Once we have succeeded in proving all termination conditions, the recursion

equations become simplification rules, just as with

\isacommand{primrec}. In most cases this works fine, but there is a subtle

problem that must be mentioned: simplification may not

terminate because of automatic splitting of @{name"if"}.

Let us look at an example:

*}

consts gcd :: "nat*nat \\<Rightarrow> nat";

recdef gcd "measure (\\<lambda>(m,n).n)"

  "gcd (m, n) = (if n=0 then m else gcd(n, m mod n))";

text{*\noindent

According to the measure function, the second argument should decrease with

each recursive call. The resulting termination condition

\begin{quote}

@{term[display]"n ~= 0 ==> m mod n < n"}

\end{quote}

is provded automatically because it is already present as a lemma in the

arithmetic library. Thus the recursion equation becomes a simplification

rule. Of course the equation is nonterminating if we are allowed to unfold

the recursive call inside the @{name"if"} branch, which is why programming

languages and our simplifier don't do that. Unfortunately the simplifier does

something else which leads to the same problem: it splits @{name"if"}s if the

condition simplifies to neither @{term"True"} nor @{term"False"}. For

example, simplification reduces

\begin{quote}

@{term[display]"gcd(m,n) = k"}

\end{quote}

in one step to

\begin{quote}

@{term[display]"(if n=0 then m else gcd(n, m mod n)) = k"}

\end{quote}

where the condition cannot be reduced further, and splitting leads to

\begin{quote}

@{term[display]"(n=0 --> m=k) & (n ~= 0 --> gcd(n, m mod n)=k)"}

\end{quote}

Since the recursive call @{term"gcd(n, m mod n)"} is no longer protected by

an @{name"if"}, it is unfolded again, which leads to an infinite chain of

simplification steps. Fortunately, this problem can be avoided in many

different ways.

══════════

- TASKS TO COMPLETE:
a – Rewrite the part of the text on recursion equations and if-splitting that opens with the words "Since the recursive" and closes with "different ways.", putting "endless" in place of "infinite".
b – Write the next part of the text on recursion equations and if-splitting, beginning after its final sentence.

Segmentation dataset records
══════════

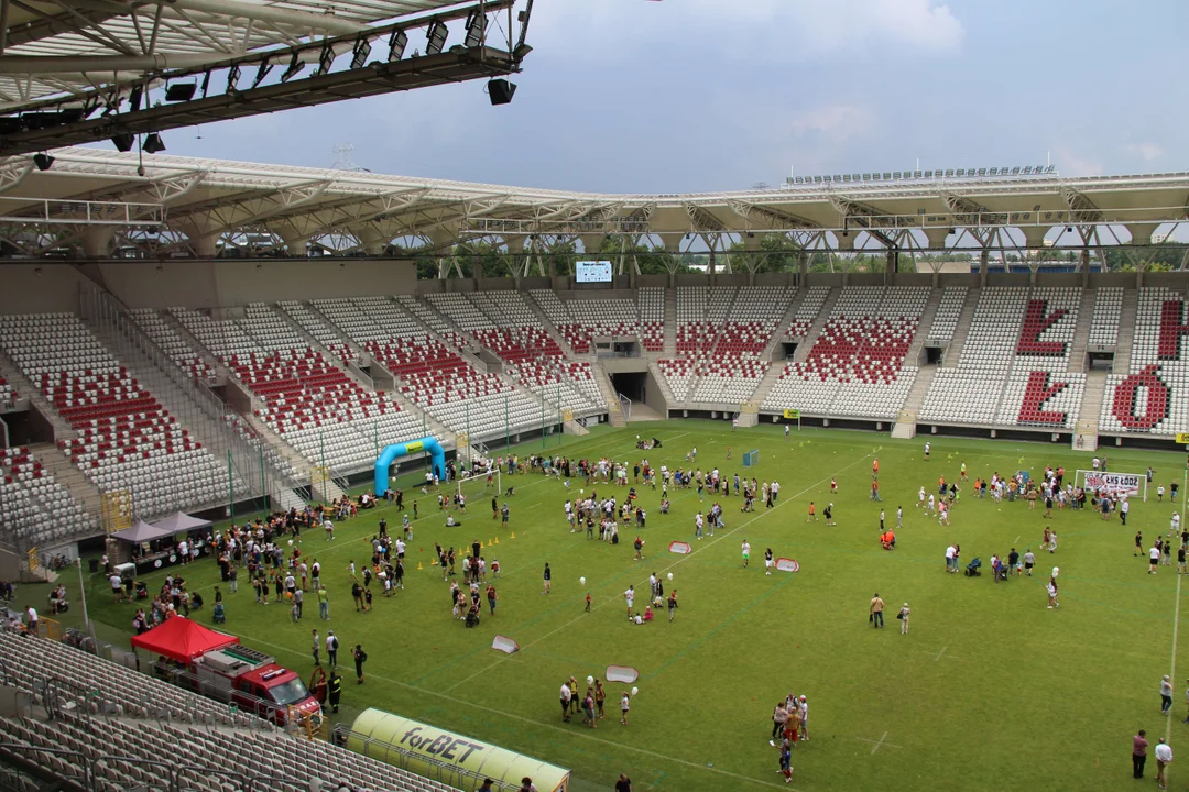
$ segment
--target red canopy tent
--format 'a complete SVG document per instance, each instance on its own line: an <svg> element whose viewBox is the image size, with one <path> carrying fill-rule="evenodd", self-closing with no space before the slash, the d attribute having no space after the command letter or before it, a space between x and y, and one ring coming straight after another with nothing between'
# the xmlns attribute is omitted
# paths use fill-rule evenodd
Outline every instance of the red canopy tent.
<svg viewBox="0 0 1189 792"><path fill-rule="evenodd" d="M144 635L132 636L132 646L187 665L210 650L232 644L239 644L239 639L226 633L216 633L183 616L166 619L164 623L153 627Z"/></svg>

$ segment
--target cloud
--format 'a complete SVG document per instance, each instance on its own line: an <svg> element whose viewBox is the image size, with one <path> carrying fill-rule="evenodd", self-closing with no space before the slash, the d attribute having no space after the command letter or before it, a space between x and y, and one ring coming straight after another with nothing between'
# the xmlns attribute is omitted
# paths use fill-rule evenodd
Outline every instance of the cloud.
<svg viewBox="0 0 1189 792"><path fill-rule="evenodd" d="M1128 144L1127 151L1133 154L1138 154L1144 161L1151 161L1153 159L1159 159L1164 156L1164 150L1160 148L1155 142L1133 142Z"/></svg>
<svg viewBox="0 0 1189 792"><path fill-rule="evenodd" d="M938 55L956 51L965 38L950 6L936 0L554 2L534 14L534 26L533 33L542 40L572 39L575 30L583 31L598 42L600 51L692 34L722 45L741 39L751 45L766 43L775 47L768 52L795 59L873 51Z"/></svg>

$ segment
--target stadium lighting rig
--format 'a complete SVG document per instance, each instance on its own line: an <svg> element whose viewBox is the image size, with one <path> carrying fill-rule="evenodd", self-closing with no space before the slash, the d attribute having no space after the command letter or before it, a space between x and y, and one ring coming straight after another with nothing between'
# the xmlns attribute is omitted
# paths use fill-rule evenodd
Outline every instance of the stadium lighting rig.
<svg viewBox="0 0 1189 792"><path fill-rule="evenodd" d="M194 1L158 5L168 17L184 12L183 6ZM295 5L301 2L295 0ZM139 55L144 42L137 44L134 37L117 47L120 37L113 34L113 25L131 28L134 23L139 34L151 24L152 15L146 17L140 7L144 4L128 4L132 11L126 15L114 12L90 26L78 21L77 14L65 13L70 19L57 27L44 25L46 32L39 39L24 32L25 27L18 31L10 20L7 46L0 42L0 89L31 81L39 90L25 101L0 102L0 157L97 140L112 140L127 151L128 140L140 134L156 133L159 140L162 132L180 127L471 80L489 81L492 104L511 101L516 88L507 77L521 71L531 51L524 37L533 0L377 0L371 5L385 4L401 11L376 24L335 18L325 23L322 34L307 28L303 36L289 34L247 52L212 47L201 53ZM277 13L264 5L250 9ZM300 25L303 13L291 12L295 20L289 24ZM234 24L244 21L234 19ZM270 19L273 27L285 24L284 15ZM62 31L88 40L102 38L112 46L100 55L58 55L54 47ZM421 37L420 52L415 45L409 55L409 44ZM451 45L452 40L458 43ZM100 74L108 75L106 82L94 77ZM63 88L68 84L69 90Z"/></svg>

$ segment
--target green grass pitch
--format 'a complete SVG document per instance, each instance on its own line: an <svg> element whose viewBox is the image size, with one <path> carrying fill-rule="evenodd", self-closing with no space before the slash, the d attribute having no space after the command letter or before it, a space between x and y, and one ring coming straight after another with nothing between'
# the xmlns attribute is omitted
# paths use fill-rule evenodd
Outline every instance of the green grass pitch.
<svg viewBox="0 0 1189 792"><path fill-rule="evenodd" d="M636 433L660 437L663 449L636 451ZM492 520L490 496L472 495L461 527L446 528L434 498L422 495L407 590L391 600L377 596L370 614L353 612L346 565L369 558L366 540L380 514L397 528L400 514L370 512L342 522L333 543L307 532L304 552L322 562L331 584L329 627L345 646L361 642L370 657L363 686L353 684L352 669L341 669L341 717L350 722L366 707L388 709L570 767L583 790L609 788L621 772L636 788L666 791L1113 790L1131 783L1137 729L1146 728L1153 742L1171 733L1175 749L1189 746L1181 737L1189 726L1181 723L1179 692L1189 661L1176 644L1181 579L1175 566L1150 576L1145 560L1132 557L1137 528L1145 543L1168 530L1168 498L1157 503L1153 487L1146 503L1133 505L1125 528L1092 512L1044 520L1043 503L1034 512L1024 502L996 506L976 500L967 486L952 525L939 526L914 508L916 493L920 486L936 490L940 475L956 479L963 461L971 481L996 470L1038 475L1045 464L1063 464L1071 477L1089 467L1092 455L1063 445L933 437L926 463L926 439L794 429L786 441L776 426L731 431L725 422L699 420L566 438L560 452L571 458L647 456L669 468L684 467L697 445L698 465L728 476L743 474L742 454L757 449L751 473L778 480L780 500L774 509L757 503L754 514L740 514L741 499L725 499L726 528L697 541L696 490L671 492L672 514L661 515L660 490L642 489L647 544L644 560L636 562L635 532L623 533L618 546L570 533L562 501L583 486L577 479L567 493L536 475L505 476L505 487L516 486L507 530ZM556 443L551 439L549 449L558 451ZM540 449L539 441L518 450ZM1105 452L1112 470L1152 465L1165 486L1184 473L1182 454ZM868 500L874 456L882 505ZM838 481L832 499L831 477ZM624 495L608 484L598 490ZM824 519L806 522L811 500L819 515L833 501L837 527ZM905 509L895 552L879 545L880 506L893 524L897 507ZM1039 550L1045 525L1059 536L1055 556ZM744 538L753 549L749 569L741 568ZM497 615L465 629L452 619L447 584L429 562L434 541L468 547L473 539L498 539L484 553L489 562L498 558L503 576L496 582ZM690 541L693 552L669 553L672 540ZM963 565L975 556L989 563L993 552L1031 547L1039 574L999 584L989 571L975 579L946 575L943 555L951 540L962 545ZM800 571L765 576L766 547L797 559ZM541 594L546 562L553 568L549 595ZM1062 569L1058 610L1045 607L1053 564ZM652 571L673 574L667 588L678 590L681 607L672 623L658 613L652 625L631 625L622 593L629 584L647 593ZM150 576L150 590L163 577ZM203 591L216 577L210 560L187 570L191 587ZM133 606L113 604L100 576L88 588L100 635L127 646ZM591 613L584 613L587 591ZM876 591L888 604L883 631L867 619ZM905 601L913 614L910 635L895 621ZM226 628L308 676L310 629L325 636L327 628L316 613L312 600L306 619L291 625L284 606L257 606L241 585L227 595ZM196 619L209 623L209 606ZM497 633L521 651L492 651ZM640 670L630 726L622 727L614 711L623 688L616 684L608 686L608 717L598 729L581 726L580 717L562 723L561 683L571 674L602 678L611 664ZM1159 714L1158 684L1174 670L1181 677L1174 677L1178 693L1168 718ZM773 705L791 691L809 698L811 740L795 748L793 784L785 785L768 736ZM1179 771L1171 774L1176 783Z"/></svg>

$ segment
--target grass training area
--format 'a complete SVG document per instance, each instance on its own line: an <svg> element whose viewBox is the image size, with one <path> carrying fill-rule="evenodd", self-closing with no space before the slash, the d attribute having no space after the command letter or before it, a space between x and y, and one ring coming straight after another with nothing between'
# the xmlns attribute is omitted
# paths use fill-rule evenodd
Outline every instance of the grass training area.
<svg viewBox="0 0 1189 792"><path fill-rule="evenodd" d="M637 451L637 433L659 437L663 448ZM932 441L927 462L926 439ZM541 446L537 441L516 451L526 456ZM549 454L573 461L610 457L630 465L647 458L671 470L687 467L693 446L697 468L718 468L728 479L738 473L779 481L775 507L757 500L754 513L741 514L742 499L734 494L707 495L699 503L696 488L671 488L672 513L662 515L660 486L638 487L648 527L640 532L644 559L634 560L635 531L622 531L616 546L570 532L562 503L584 488L580 479L567 490L535 474L504 475L504 487L516 487L512 498L499 498L511 509L507 528L492 519L492 492L472 490L468 514L458 517L461 526L447 528L432 493L407 489L405 505L417 499L421 518L405 559L405 590L384 598L375 589L373 612L353 610L347 564L370 558L367 543L380 517L392 536L401 526L401 514L391 508L361 512L338 525L333 541L316 530L302 536L307 559L322 563L329 583L329 625L319 621L313 596L297 625L283 604L254 604L241 575L238 594L224 588L225 628L308 677L310 629L325 638L329 626L347 658L340 665L346 684L338 717L350 722L358 711L379 707L570 767L577 790L609 788L621 772L636 788L663 791L1114 790L1130 783L1122 780L1130 734L1144 728L1155 745L1158 736L1189 729L1181 723L1189 661L1177 644L1182 578L1176 557L1155 576L1146 559L1133 557L1137 530L1145 550L1169 530L1174 505L1168 494L1156 501L1156 484L1182 481L1182 454L1103 449L1112 471L1143 474L1151 465L1156 473L1147 501L1133 499L1124 527L1116 514L1103 521L1089 509L1055 509L1045 519L1043 501L1033 511L1023 500L974 496L973 481L996 471L1027 470L1037 477L1045 465L1063 465L1072 481L1094 455L1065 445L924 436L892 441L795 426L786 439L781 426L732 431L725 422L706 420L600 426L560 446L556 438L548 441ZM759 465L744 470L742 456L753 449ZM876 457L881 503L869 500ZM960 483L952 525L938 525L916 506L918 489L936 493L938 477L957 480L963 462L970 483ZM833 495L831 479L838 484ZM627 494L612 484L597 489L618 501ZM715 500L723 505L726 527L697 540L694 514ZM811 501L816 521L806 519ZM831 501L836 527L822 517ZM885 509L894 526L901 506L897 549L885 551L879 512ZM1055 555L1040 550L1046 526L1059 537ZM435 541L465 555L476 539L489 564L499 560L501 578L493 581L499 600L495 617L484 602L482 625L467 629L452 616L448 584L432 556ZM740 552L744 539L751 545L747 569ZM690 543L693 552L671 553L674 540ZM982 559L981 577L945 574L944 552L952 541L961 544L961 566ZM766 576L768 547L778 558L795 559L799 571ZM1006 558L1012 547L1037 553L1036 574L996 583L990 557ZM547 562L553 590L543 595ZM1053 565L1061 568L1055 610L1046 607L1045 591ZM634 584L642 612L654 571L666 578L666 591L678 591L680 608L672 623L658 610L653 623L636 626L625 617L623 593ZM143 578L150 591L165 574ZM219 578L209 558L184 575L203 595ZM875 593L887 603L881 631L868 621ZM99 575L89 579L88 600L92 619L109 626L103 638L130 632L137 606L113 604ZM907 635L895 619L904 602L912 609ZM207 608L194 617L210 623L209 606L208 596ZM517 641L520 651L493 651L496 634ZM347 652L357 642L369 654L361 686L354 684ZM580 715L564 723L559 686L574 676L581 693L585 678L603 678L609 665L640 671L630 724L619 724L619 696L630 688L619 684L608 685L606 717L597 729L583 726ZM1171 716L1159 714L1158 688L1166 673L1178 691ZM793 780L786 785L768 739L773 708L789 692L807 697L811 717L810 741L794 749ZM1171 768L1171 774L1176 781L1179 772Z"/></svg>

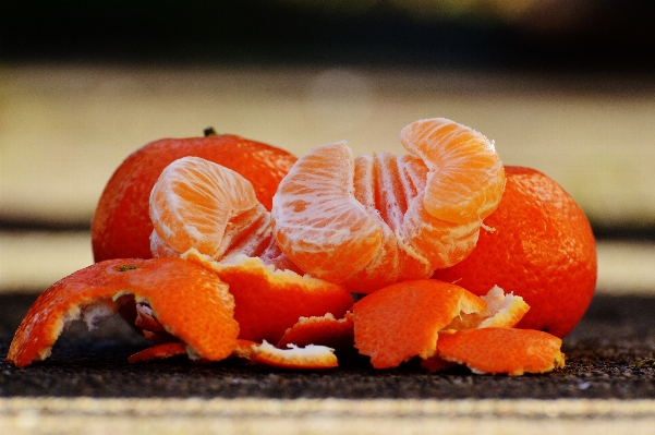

══════════

- TASK-BY-TASK OUTPUTS:
a –
Since the recursive call @{term"gcd(n, m mod n)"} is no longer protected by

an @{name"if"}, it is unfolded again, which leads to an endless chain of

simplification steps. Fortunately, this problem can be avoided in many

different ways.

b –
The most radical solution is to disable the offending \@{name"split_if"} as

shown in the section on case splits in \S\ref{sec:Simplification}.  However,

we do not recommend this because it means you will often have to invoke the

rule explicitly when @{name"if"} is involved.

If possible, the definition should be given by pattern matching on the left

rather than @{name"if"} on the right. In the case of @{term"gcd"} the

following alternative definition suggests itself:

*}

consts gcd1 :: "nat*nat \\<Rightarrow> nat";

recdef gcd1 "measure (\\<lambda>(m,n).n)"

  "gcd1 (m, 0) = m"

  "gcd1 (m, n) = gcd1(n, m mod n)";

text{*\noindent

Note that the order of equations is important and hides the side condition

@{prop"n ~= 0"}. Unfortunately, in general the case distinction

may not be expressible by pattern matching.

A very simple alternative is to replace @{name"if"} by @{name"case"}, which

is also available for @{typ"bool"} but is not split automatically:

*}

consts gcd2 :: "nat*nat \\<Rightarrow> nat";

recdef gcd2 "measure (\\<lambda>(m,n).n)"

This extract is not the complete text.